▶ Passage
§
It doesn't have to be a quarter. Any piece of conductive metal that can bridge the tracks will do. i have a large steel washer that I use for that purpose.


----------



## DonR (Oct 18, 2012)

tr1 said:


> Replacing plastic wheels for metal ones 1.)How do you go about getting the proper excel
> length? Regard's ,tr1


I've replace many wheels on my cars. Usually, if there is a difference
in axle length, it will be minor. Simply using a sharp tool such as a narrow
hobby knife you can ream out the axle sockets in the truck
to get a free turning fit. A tool for this is commercially available.

Just be sure to get the right wheels, 33" or 36", else your couplers
will be vertically out of alignment.

Don


----------



## MtRR75 (Nov 27, 2013)

DonR said:


> I've replace many wheels on my cars. Usually, if there is a difference
> in axle length, it will be minor. Simply using a sharp tool such as a narrow
> hobby knife you can ream out the axle sockets in the truck
> to get a free turning fit. A tool for this is commercially available.


Micromark has the truck tuner tool:

http://www.micromark.com/ho-truck-tuner,8241.html

It may seem expensive for a simple little tool, but it does a great job of making wheels roll smoother, and lower rolling resistance means longer trains! I have used mine a lot.


----------



## tr1 (Mar 9, 2013)

*Truck axcel length?*

So your saying the axel length is a standard in the model ho rolling stock truck market.
And if there is a slight deviation? It will be very minor next to nil.
So, is it recommended to buy in bulk? And just bite the bullet when deviations do occurr?
Anyone.....?


----------



## DonR (Oct 18, 2012)

If you have your sizes right, yes, bulk buys will not
likely be a problem. Any variation can be made
right easily as described.
§
▶ Aim A
Check each statement against the forum thread on model train wheels and say yes or no, quoting the words from the thread that settle it. (i) Something other than a quarter can be used to bridge the tracks. (ii) Using the wrong wheel size can knock the couplers out of line side to side. (iii) MtRR75 says the truck tuner tool is cheap.
▶ Aim B
Write a continuation of the forum thread on model train wheels, picking up right after its last post.

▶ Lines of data
§
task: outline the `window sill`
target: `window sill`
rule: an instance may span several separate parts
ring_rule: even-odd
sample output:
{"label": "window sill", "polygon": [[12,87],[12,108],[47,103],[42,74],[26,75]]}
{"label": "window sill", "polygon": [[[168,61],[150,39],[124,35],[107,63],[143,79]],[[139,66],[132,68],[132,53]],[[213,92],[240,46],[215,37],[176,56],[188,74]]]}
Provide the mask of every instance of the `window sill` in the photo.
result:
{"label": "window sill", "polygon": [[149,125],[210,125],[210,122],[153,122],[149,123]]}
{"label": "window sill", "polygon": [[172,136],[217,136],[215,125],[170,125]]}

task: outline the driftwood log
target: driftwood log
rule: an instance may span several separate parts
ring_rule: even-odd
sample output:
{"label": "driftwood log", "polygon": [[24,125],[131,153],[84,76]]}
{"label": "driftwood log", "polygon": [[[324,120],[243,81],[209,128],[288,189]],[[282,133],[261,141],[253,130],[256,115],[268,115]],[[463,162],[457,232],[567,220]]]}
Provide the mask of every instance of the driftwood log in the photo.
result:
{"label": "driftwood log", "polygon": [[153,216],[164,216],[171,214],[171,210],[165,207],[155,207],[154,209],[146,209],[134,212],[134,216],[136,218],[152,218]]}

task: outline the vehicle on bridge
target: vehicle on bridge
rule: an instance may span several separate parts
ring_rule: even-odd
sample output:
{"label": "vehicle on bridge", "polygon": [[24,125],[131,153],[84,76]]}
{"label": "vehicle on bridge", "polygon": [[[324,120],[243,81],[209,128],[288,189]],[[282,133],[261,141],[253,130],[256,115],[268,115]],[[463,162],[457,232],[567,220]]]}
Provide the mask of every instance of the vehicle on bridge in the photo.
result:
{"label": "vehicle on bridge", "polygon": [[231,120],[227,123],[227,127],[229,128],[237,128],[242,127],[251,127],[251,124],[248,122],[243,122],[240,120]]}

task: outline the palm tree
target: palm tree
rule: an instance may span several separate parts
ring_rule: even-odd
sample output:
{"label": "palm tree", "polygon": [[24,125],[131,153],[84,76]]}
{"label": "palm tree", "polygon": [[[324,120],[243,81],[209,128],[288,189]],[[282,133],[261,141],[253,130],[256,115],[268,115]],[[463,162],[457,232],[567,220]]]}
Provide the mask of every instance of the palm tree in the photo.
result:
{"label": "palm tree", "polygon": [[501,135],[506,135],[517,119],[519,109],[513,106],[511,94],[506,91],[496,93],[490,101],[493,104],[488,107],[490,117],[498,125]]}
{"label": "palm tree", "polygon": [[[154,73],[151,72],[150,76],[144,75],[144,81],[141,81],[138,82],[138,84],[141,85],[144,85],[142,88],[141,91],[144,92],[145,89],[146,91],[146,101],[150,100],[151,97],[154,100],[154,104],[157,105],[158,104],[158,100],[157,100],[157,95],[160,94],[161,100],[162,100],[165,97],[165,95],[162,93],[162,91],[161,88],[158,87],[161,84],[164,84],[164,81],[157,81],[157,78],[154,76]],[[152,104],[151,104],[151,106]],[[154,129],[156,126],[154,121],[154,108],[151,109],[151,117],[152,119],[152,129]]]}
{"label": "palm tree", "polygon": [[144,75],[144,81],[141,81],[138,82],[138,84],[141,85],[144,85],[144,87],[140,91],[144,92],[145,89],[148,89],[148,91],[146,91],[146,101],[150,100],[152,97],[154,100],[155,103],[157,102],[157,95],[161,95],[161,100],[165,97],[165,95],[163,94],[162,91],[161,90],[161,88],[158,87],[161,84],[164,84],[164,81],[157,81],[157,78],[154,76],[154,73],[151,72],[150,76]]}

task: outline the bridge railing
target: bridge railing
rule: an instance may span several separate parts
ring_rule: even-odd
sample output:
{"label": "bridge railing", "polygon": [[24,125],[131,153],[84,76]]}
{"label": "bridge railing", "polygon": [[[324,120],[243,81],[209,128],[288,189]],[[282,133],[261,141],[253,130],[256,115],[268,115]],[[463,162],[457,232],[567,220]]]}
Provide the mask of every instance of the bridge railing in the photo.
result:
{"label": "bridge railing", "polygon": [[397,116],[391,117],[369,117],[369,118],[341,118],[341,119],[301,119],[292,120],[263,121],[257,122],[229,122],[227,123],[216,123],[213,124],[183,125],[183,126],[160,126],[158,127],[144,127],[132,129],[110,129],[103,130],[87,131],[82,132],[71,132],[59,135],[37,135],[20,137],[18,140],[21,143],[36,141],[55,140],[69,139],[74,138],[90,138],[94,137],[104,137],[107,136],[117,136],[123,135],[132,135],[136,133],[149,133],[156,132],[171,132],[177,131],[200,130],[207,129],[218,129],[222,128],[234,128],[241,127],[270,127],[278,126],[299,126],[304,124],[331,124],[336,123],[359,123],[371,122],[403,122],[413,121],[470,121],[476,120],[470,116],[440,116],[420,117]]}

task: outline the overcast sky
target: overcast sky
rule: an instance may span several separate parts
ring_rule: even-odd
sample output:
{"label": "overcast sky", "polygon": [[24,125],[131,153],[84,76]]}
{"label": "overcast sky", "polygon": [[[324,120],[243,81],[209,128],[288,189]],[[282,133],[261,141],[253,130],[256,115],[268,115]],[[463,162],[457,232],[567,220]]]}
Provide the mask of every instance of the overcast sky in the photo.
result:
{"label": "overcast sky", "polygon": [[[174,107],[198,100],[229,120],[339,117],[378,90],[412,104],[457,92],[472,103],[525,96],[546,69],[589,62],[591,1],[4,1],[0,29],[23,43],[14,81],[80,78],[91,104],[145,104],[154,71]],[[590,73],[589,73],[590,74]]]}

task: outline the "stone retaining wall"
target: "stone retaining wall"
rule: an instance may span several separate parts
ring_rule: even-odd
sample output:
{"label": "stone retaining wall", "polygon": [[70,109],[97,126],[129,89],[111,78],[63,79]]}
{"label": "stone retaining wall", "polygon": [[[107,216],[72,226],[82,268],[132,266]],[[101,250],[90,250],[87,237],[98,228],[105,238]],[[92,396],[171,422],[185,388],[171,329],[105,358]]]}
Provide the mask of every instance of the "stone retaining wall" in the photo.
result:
§
▶ Exercise answer A
(i) Yes: "Any piece of conductive metal that can bridge the tracks will do."
(ii) No: "else your couplers will be vertically out of alignment."
(iii) No: "It may seem expensive for a simple little tool"

▶ Exercise answer B
I have only bought a dozen or so at a time to have
on hand to convert any troublesome, or newly arrived
used car from a train show.

Don


----------



## tr1 (Mar 9, 2013)

*surface mount, or standard 1/4watt resisters?*

Train detection, that's a good one. How does that work again? Regard's,tr1


----------



## MtRR75 (Nov 27, 2013)

tr1 said:


> So your saying the axel length is a standard in the model ho rolling stock truck market.
> And if there is a slight deviation? It will be very minor next to nil.
> So, is it recommended to buy in bulk? And just bite the bullet when deviations do occurr?
> Anyone.....?


I buy KaDee wheels in bulk, and have installed them in cars from a variety of manufacturers. The only problem I have had is with some Model Power Old Time passenger cars. Their axels were notably shorter than everybody else's. I could not force a KaDee wheel into their truck. The truck was warped and wheel bound tightly in it, when I tried. No problems with any other cars from Accurail, Athearn, Rivarossi, Roundhouse and Walthers.


----------



## MRLdave (Nov 1, 2011)

On the previously mentioned shorts, yes, it's a large NTRAK layout (size varies from 70 to 130 feet depending on venue) running DC and Crest remote throttles with 2 amp fuses.........any smaller and 4 locos will blow the fuses with no shorts present. A lot of members have older LL, concor, ect. locos that draw a lot more current that more modern locos. We also note sparks on the wheels when the metal wheels roll thru switch frogs and cross-overs. When we run DCC, the sparking wreaks havoc on our DCC.......as noted, the system immediately senses the "problem" and shuts down, causing all the locos to stop and then restart which is especially annoying with the sound equipped locos. Again, not a condemnation of metal wheels, just something to be aware of. I have a friend with a large outdoor G scale layout that is block controlled, and he prefers plastic wheels.....that's based on his worry that if you stop a train with a wheel on the rail gap, you can create a short between blocks (which might be set to opposite polarities).


----------



## Mseav (Jul 30, 2015)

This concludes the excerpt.